- What to do
Copy these records again, changing every "innermost" to "most central" and leaving everything else the same.

- Extracted data
○ ○ ○ ○ ○
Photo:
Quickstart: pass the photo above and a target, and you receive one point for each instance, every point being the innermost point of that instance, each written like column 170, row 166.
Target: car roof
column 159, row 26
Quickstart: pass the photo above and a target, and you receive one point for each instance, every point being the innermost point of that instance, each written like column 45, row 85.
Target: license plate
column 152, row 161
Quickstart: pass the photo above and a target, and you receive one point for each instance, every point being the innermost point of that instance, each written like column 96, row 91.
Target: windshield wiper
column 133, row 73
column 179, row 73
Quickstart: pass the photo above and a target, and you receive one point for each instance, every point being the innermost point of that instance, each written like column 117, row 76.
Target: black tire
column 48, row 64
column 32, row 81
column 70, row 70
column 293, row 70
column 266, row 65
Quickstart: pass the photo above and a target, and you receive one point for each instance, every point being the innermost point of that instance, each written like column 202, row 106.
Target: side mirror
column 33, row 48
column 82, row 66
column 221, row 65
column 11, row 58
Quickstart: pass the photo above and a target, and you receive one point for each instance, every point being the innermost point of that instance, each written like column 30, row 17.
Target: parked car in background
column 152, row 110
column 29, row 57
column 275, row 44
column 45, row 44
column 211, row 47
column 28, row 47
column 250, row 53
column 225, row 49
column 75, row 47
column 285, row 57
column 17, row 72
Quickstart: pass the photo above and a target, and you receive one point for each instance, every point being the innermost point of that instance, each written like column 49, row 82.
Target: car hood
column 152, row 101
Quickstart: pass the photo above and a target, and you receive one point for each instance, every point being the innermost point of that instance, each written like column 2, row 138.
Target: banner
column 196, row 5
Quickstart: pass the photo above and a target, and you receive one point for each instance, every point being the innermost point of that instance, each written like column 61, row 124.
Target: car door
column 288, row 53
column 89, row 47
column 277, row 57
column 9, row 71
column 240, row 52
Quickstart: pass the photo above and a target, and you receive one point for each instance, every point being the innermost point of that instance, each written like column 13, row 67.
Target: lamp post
○ ○ ○ ○ ○
- Written reply
Photo:
Quickstart: pass the photo above and a target, and you receive one point for each instance, every point being the most central point of that instance, each written like column 170, row 166.
Target: car roof
column 159, row 26
Quickstart: pass the photo above and a target, and you receive one point for each instance, every point being the most central point of that instance, each written like column 45, row 85.
Target: license plate
column 152, row 161
Quickstart: pass the photo above and a target, and you receive one point for each instance, every point being the most central point of that instance, each written like column 96, row 91.
Target: windshield wiper
column 133, row 73
column 179, row 73
Quickstart: pass the photo above and a target, and you receive one point for each instance, every point being the most central point of that instance, each written like column 117, row 76.
Target: black tire
column 48, row 64
column 32, row 81
column 70, row 70
column 293, row 70
column 266, row 65
Quickstart: pass the photo above and a target, and you receive one point for each instance, every point being the most central point of that instance, each written like column 202, row 106.
Target: side mirror
column 33, row 48
column 82, row 66
column 221, row 65
column 11, row 58
Quickstart: pass the photo above and a target, and you receive one point for each instance, every point being the most central point of that instance, each written like column 30, row 17.
Target: parked car in background
column 152, row 110
column 29, row 57
column 275, row 44
column 45, row 44
column 211, row 47
column 28, row 47
column 250, row 53
column 225, row 49
column 75, row 47
column 285, row 57
column 17, row 72
Quickstart: pass the photo above and a target, and you receive one point for each instance, every point being the most central point of that instance, each written like column 49, row 82.
Target: car hood
column 152, row 101
Quickstart: pass the photo above and a target, and you receive one point for each instance, every point being the most central point of that instance, each written like column 2, row 138.
Target: banner
column 196, row 5
Quickstart: pass the photo above and a target, and you receive one point for each instance, every point being the most central point of that instance, each written like column 61, row 124.
Target: car door
column 288, row 53
column 89, row 47
column 277, row 57
column 9, row 71
column 240, row 52
Quickstart: pass the photo above and a target, and you receive one point for each instance, every point being the most central point of that instance, each written like column 13, row 67.
Target: lamp post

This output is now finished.